■ TO BE DONE
Could you reproduce the items below word for word, starting at the line that contains "of the window" and continuing through the end of the items, with the pictures left out?

■ ■ ■

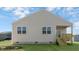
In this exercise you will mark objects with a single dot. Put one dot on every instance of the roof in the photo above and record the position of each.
(45, 12)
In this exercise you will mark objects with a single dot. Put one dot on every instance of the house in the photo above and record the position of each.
(41, 27)
(76, 38)
(5, 35)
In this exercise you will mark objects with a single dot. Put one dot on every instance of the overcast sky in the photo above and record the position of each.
(9, 15)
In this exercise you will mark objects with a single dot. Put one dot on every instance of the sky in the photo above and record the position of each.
(10, 14)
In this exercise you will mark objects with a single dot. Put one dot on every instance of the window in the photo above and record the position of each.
(24, 30)
(19, 30)
(46, 30)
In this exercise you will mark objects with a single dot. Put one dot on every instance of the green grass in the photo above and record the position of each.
(43, 47)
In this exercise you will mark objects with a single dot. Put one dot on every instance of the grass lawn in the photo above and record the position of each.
(43, 47)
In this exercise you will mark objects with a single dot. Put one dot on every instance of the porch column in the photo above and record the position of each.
(72, 38)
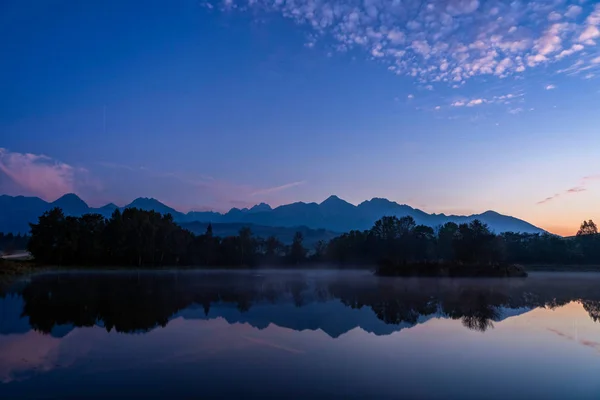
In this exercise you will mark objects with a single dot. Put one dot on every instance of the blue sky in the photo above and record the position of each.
(455, 106)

■ ■ ■

■ RESPONSE TO THIS TASK
In this exercise you will mark objects with a single dot. Put one dot on every instance of the window in the photo above and record the position of each.
(24, 30)
(19, 30)
(46, 30)
In this exercise you will mark objects with a single dot. Put one dot on every instance of the green grass in the photo above and record the position of each.
(43, 47)
In this exercise you will mark objects with a single dot. Put one dot on every instance of the grass lawn in the photo above and record the position of each.
(43, 47)
In this exercise you will mark objects with a single dot. Put one dot on every instance of the porch column in the photo above and record the position of each.
(72, 38)
In this exercise you will mark objects with a single dot. Put one dot on every instance of the blue sky in the photo above and record the position of each.
(455, 106)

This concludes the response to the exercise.